> _Task_
Answer these questions using the text below on strategic planning mistakes:
(a) How many years should a strategic plan span?
(b) What number of strategic thinkers might be the right size for a planning group?
(c) What table arrangement lets everyone sit at the same table?

> _Text segment_

· · · · · · ·

False starts: 13 ways to blow strategic planning
Here are 13 (unlucky) false starts and failures in the process.
1. Annual planning — A strategic plan should span three to five years. If planning occurs every year, it becomes a short-term plan associated with the current chief elected officer. When directors know the organization plans annually, they seldom think beyond the year: “We don’t need to think long term because we will be doing this again in 12 months.” The plan should be considered “rolling” for a period of at least three years to guide the board, and reviewed for progress annually.
2. Too many planners — The IRS suggests the size of an exempt board of directors should allow for meaningful conversation. Too small may limit ideas. Too large may draw out meetings with so many people providing input. The dynamics are far different for a group of 15 people versus 30. The right size might be 15 to 20 strategic thinkers. If the intent is more input, hold focus groups or conduct surveys. Every four extra people at a planning meeting tends to add an hour to the schedule so that everyone can be involved and heard.
3. Meeting environment — From temperature to natural light, the room environment is critical. Squeezing too many people into a dimly lit room will have a negative impact on the outcomes. Avoid basements and dark, narrow rooms. Be sure the room temperature can be controlled and there is room to spread out (people and breaks.)
4. Table arrangement — An open-U allows everyone to sit at the same table, easily hearing and watching what is said. Observing body language is key in strategy development as directors might have good ideas but their micro-cues indicate otherwise. Plan for a flip chart or screen at the open end of the table. Consider a room with enough space to accommodate several rounds in the back of the room for breaks, meals or small group work.
5. Terminology — Many of the participants may never have been involved in strategic planning, while others come from an environment that conducts planning but uses terms unique to their setting. Understanding and agreeing to the words associated with nonprofit planning is critical. Otherwise, directors provide input but don’t know whether they are offering a goal, strategy or tactic. Keep a terminology card on the table that defines: mission, vision, values, goals, strategies, performance measures and tactics.

· · · · · · ·

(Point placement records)

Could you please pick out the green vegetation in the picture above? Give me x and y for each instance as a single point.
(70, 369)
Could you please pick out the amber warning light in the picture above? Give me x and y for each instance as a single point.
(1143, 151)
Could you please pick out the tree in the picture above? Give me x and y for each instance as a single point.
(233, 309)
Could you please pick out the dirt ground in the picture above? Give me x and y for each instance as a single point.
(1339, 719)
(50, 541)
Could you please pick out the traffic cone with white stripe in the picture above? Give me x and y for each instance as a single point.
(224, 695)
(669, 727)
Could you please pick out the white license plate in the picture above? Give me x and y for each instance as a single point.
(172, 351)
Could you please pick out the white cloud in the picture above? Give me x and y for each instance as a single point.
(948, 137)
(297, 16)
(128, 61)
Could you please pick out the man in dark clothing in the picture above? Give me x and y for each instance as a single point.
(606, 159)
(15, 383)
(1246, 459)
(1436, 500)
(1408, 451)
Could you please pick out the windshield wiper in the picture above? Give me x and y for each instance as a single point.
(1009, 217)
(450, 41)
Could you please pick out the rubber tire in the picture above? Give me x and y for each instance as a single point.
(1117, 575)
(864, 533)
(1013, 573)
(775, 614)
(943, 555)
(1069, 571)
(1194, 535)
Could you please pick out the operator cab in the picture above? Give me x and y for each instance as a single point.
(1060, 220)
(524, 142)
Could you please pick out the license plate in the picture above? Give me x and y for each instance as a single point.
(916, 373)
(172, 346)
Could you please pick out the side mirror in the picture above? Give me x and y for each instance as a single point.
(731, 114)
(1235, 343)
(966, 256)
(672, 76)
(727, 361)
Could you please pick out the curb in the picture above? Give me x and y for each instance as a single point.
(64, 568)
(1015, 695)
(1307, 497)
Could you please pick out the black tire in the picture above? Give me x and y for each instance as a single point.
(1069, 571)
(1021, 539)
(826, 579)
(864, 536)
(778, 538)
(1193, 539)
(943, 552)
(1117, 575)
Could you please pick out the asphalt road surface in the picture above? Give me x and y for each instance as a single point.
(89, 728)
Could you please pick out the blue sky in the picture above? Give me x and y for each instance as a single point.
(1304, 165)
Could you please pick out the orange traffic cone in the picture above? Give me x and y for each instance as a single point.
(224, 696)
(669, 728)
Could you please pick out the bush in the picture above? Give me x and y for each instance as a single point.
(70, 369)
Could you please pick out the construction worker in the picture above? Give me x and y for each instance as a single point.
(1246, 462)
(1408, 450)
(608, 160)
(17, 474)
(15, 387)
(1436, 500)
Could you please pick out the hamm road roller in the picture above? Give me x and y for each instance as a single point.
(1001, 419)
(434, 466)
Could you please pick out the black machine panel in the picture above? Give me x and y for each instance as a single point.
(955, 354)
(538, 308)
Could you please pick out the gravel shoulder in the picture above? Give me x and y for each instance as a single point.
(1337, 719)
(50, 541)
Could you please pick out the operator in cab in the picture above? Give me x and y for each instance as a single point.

· · · · · · ·

> _The reply_
(a) Three to five years.
(b) 15 to 20.
(c) An open-U.